**Lista de tareas**.
A. Responde estas preguntas según el fragmento:
(i) ¿Qué editorial publicó el libro de Paulina L. Alberto y en qué año?
(ii) ¿Qué porcentaje de los habitantes de Buenos Aires eran negros a fines del siglo XVIII?
(iii) ¿Cómo describe la escritora argentina a su tío?
B. Repite el fragmento entre "Paulina L. Alberto" y "de apellido virreinal.", ambos incluidos.

**Fragmento para leer**.
------------------------------------------------

Paulina L. Alberto –investigadora académica– lo tomó por objeto y escribió un libro que necesitamos leer, Leyenda negra: las múltiples vidas de Raúl Grigera o el poder de los relatos raciales en Argentina (Prometeo, 2024). A fines del siglo XVIII –nos cuenta– en Buenos Aires más del treinta por ciento de los habitantes eran negros, y al noreste del país, más del cincuenta. ¿Qué pasó con ellos? Paulina lo explica muy bien: enfermedades, guerras y mestizaje. En un país en ciernes, que les ofreció la libertad, fueron despegándose de su origen y formando una identidad nueva a lo largo de las generaciones.
–Mi tío era negro carbón –comenta una escritora argentina de apellido virreinal.
–¿Qué tío?
–Un hermano de mi viejo.
–¡Ah, tío, tío!
–Sí.
–¿Carbón?
–Así como lo escuchás. Siempre te hablé del gen negro de mi familia y vos nunca me diste bola.

------------------------------------------------

**Datos proporcionados**.
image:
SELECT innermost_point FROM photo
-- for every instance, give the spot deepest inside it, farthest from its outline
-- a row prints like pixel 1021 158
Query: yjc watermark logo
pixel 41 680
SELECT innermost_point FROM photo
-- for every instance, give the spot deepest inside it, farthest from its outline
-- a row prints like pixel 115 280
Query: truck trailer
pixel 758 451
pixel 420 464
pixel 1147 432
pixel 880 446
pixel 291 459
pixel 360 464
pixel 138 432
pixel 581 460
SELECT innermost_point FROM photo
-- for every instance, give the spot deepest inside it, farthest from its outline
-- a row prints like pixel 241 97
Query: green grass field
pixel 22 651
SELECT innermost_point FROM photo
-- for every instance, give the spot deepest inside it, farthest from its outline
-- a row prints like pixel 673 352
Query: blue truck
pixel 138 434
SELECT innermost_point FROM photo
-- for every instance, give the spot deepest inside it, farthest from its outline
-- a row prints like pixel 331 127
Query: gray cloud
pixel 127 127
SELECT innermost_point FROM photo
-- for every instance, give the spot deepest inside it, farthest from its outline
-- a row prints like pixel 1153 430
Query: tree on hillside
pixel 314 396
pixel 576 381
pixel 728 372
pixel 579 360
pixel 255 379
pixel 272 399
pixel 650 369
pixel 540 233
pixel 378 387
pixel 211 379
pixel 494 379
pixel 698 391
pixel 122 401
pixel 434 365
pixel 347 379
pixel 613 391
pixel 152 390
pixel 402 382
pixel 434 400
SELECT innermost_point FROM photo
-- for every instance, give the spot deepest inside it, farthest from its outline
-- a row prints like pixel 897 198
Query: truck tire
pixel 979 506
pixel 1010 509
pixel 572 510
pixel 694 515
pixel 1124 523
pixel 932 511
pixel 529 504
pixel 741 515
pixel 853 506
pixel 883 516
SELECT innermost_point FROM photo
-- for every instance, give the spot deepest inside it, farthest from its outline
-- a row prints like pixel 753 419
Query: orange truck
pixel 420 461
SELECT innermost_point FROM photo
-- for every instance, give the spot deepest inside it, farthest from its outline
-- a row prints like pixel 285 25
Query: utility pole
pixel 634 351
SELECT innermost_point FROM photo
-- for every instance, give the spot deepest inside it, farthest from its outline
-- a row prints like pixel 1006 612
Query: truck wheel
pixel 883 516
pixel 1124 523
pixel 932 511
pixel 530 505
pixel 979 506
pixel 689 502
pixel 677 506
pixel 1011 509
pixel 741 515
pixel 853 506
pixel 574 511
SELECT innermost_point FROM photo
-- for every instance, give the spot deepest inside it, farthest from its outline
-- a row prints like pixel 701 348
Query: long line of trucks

------------------------------------------------

**Respuestas por tarea**.
A.
(i) Prometeo, en 2024.
(ii) Más del treinta por ciento.
(iii) Dice que era "negro carbón".

B.
Paulina L. Alberto –investigadora académica– lo tomó por objeto y escribió un libro que necesitamos leer, Leyenda negra: las múltiples vidas de Raúl Grigera o el poder de los relatos raciales en Argentina (Prometeo, 2024). A fines del siglo XVIII –nos cuenta– en Buenos Aires más del treinta por ciento de los habitantes eran negros, y al noreste del país, más del cincuenta. ¿Qué pasó con ellos? Paulina lo explica muy bien: enfermedades, guerras y mestizaje. En un país en ciernes, que les ofreció la libertad, fueron despegándose de su origen y formando una identidad nueva a lo largo de las generaciones.
–Mi tío era negro carbón –comenta una escritora argentina de apellido virreinal.